• _EXTRACTED ENTRIES_
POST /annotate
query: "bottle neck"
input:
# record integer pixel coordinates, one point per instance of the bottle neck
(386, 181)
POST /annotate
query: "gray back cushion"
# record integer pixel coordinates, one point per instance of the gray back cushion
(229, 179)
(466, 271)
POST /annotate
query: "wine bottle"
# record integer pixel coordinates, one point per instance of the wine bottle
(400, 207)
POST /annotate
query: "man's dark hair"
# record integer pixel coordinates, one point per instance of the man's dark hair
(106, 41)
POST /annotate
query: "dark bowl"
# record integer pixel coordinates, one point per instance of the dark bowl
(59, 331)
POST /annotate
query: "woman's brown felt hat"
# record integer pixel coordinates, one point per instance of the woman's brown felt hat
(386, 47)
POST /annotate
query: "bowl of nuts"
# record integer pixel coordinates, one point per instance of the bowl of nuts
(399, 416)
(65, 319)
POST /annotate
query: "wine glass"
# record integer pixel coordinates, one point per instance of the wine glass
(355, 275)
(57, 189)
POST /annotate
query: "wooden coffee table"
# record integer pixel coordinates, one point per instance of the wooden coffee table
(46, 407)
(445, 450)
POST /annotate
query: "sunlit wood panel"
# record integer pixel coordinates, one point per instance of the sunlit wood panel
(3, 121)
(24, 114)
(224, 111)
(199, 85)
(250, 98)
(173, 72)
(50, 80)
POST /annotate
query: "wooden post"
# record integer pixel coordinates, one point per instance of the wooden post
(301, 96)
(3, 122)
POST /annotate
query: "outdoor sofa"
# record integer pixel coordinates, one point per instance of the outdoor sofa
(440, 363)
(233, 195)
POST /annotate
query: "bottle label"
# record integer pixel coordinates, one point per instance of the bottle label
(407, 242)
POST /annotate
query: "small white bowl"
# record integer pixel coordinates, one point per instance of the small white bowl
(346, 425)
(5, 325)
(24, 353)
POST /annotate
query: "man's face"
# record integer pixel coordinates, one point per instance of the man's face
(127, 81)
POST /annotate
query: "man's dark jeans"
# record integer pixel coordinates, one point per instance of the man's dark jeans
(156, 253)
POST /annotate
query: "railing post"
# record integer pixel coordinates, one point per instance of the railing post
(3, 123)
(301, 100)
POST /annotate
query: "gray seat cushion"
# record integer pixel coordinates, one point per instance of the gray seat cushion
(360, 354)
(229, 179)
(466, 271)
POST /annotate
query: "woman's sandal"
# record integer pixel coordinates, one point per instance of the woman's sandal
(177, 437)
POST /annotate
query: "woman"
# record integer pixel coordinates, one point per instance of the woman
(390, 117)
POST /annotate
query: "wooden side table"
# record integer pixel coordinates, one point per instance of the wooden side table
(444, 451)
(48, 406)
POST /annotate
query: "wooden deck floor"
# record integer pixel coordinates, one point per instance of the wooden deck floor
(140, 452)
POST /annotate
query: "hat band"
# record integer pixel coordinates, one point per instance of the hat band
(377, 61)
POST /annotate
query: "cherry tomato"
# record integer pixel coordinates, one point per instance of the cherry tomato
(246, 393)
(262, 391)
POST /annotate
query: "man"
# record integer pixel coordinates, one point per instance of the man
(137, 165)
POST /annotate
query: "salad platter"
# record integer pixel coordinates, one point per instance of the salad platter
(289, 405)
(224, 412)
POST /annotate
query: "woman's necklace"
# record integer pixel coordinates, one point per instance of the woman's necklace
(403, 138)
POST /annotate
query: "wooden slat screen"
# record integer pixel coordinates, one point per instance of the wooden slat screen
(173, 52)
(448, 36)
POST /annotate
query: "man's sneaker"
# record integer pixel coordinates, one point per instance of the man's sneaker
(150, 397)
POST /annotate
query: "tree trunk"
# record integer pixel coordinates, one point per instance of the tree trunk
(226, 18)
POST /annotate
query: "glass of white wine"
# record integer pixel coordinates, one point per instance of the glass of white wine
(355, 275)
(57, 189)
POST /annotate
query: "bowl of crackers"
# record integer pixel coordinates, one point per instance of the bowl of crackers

• _YOUR INSTRUCTIONS_
Print back all the lines verbatim.

• _EXPECTED ANSWER_
POST /annotate
query: "bottle neck"
input:
# record integer pixel coordinates, one point per instance of the bottle neck
(386, 181)
POST /annotate
query: "gray back cushion"
# record integer pixel coordinates, one point per instance of the gray back cushion
(229, 179)
(466, 271)
POST /annotate
query: "wine bottle"
# record integer pixel coordinates, one point per instance of the wine bottle
(400, 207)
POST /annotate
query: "man's dark hair"
# record integer pixel coordinates, one point per instance of the man's dark hair
(106, 41)
POST /annotate
query: "dark bowl"
# record integer pixel coordinates, one point per instance of the dark bowl
(59, 331)
POST /annotate
query: "woman's brown felt hat"
# record integer pixel coordinates, one point per instance of the woman's brown felt hat
(386, 47)
POST /annotate
query: "bowl of nuts"
# record integer pixel coordinates, one point per instance of the bowl of nuts
(399, 416)
(65, 319)
POST /annotate
query: "wine glass"
# record integer pixel coordinates, one point per instance of the wine glass
(355, 275)
(57, 189)
POST /annotate
query: "wooden coffee table"
# record integer pixel coordinates, one point per instance of the wooden coffee table
(46, 407)
(445, 450)
POST /annotate
query: "sunlit wood panel"
# record integer pixel coordinates, one point per instance of the sunlit wood panel
(3, 121)
(24, 114)
(224, 111)
(199, 85)
(250, 98)
(173, 72)
(50, 80)
POST /annotate
query: "wooden post"
# record integer pixel coordinates, one point per instance of the wooden post
(301, 96)
(3, 122)
POST /annotate
query: "outdoor sofa"
# record integer pixel coordinates, one point per instance of the outdoor sofa
(440, 363)
(233, 195)
POST /annotate
query: "bottle label"
# record integer pixel coordinates, one point per instance of the bottle label
(407, 242)
POST /annotate
query: "small white bowl"
# record integer pixel coordinates, one point per instance of the small white bowl
(346, 425)
(5, 325)
(24, 353)
POST /annotate
query: "man's face"
# record integer pixel coordinates, one point per instance of the man's face
(127, 81)
POST /annotate
query: "man's dark jeans"
# record integer pixel coordinates, one point per instance of the man's dark jeans
(156, 253)
POST /annotate
query: "railing post"
# record integer pixel coordinates, one point per instance of the railing post
(3, 123)
(301, 100)
POST /annotate
query: "gray seat cushion"
# record integer pixel coordinates, one point per instance of the gray seat cushion
(360, 354)
(229, 179)
(466, 271)
POST /annotate
query: "woman's sandal"
# record integer pixel coordinates, one point per instance of the woman's sandal
(177, 437)
POST /annotate
query: "woman"
# record integer pixel coordinates, one point per instance of the woman
(390, 117)
POST /annotate
query: "wooden side table"
# record integer pixel coordinates, one point per instance of the wooden side table
(444, 451)
(48, 406)
POST /annotate
query: "wooden deck floor"
# record integer pixel coordinates, one point per instance of the wooden deck floor
(140, 452)
POST /annotate
query: "hat band"
# record integer pixel coordinates, one point per instance of the hat band
(377, 61)
POST /annotate
query: "cherry tomato"
# record integer pixel coordinates, one point per instance of the cherry tomato
(246, 393)
(262, 391)
POST /annotate
query: "man"
# record integer pixel coordinates, one point per instance of the man
(137, 165)
POST /annotate
query: "salad platter"
# record integer pixel coordinates, one point per instance of the salad platter
(289, 405)
(224, 412)
POST /annotate
query: "woman's necklace"
# record integer pixel coordinates, one point per instance of the woman's necklace
(403, 138)
POST /annotate
query: "wooden slat screen"
# record integer pixel coordinates, one point per instance of the wooden slat screen
(173, 52)
(448, 36)
POST /annotate
query: "man's sneaker"
# record integer pixel coordinates, one point per instance of the man's sneaker
(150, 397)
POST /annotate
query: "tree trunk"
# record integer pixel coordinates, one point per instance of the tree trunk
(226, 18)
POST /annotate
query: "glass of white wine"
# record integer pixel coordinates, one point per instance of the glass of white wine
(355, 275)
(57, 189)
POST /annotate
query: "bowl of crackers"
# record integer pixel coordinates, one point per instance of the bowl of crackers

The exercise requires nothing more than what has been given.